+++ ENTRIES SHOWN

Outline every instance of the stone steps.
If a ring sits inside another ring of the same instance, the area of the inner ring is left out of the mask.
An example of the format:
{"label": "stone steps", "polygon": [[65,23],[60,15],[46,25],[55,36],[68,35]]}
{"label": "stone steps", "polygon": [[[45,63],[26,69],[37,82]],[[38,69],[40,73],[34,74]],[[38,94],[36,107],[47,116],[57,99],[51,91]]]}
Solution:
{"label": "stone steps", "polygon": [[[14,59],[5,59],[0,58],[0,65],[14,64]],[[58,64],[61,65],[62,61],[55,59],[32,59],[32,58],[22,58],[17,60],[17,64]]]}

++++++

Where a line above contains the string "instance", copy that line.

Outline every instance of the stone steps.
If a ring sits inside another ring of the same instance, the area of the inner ring is left out of the mask.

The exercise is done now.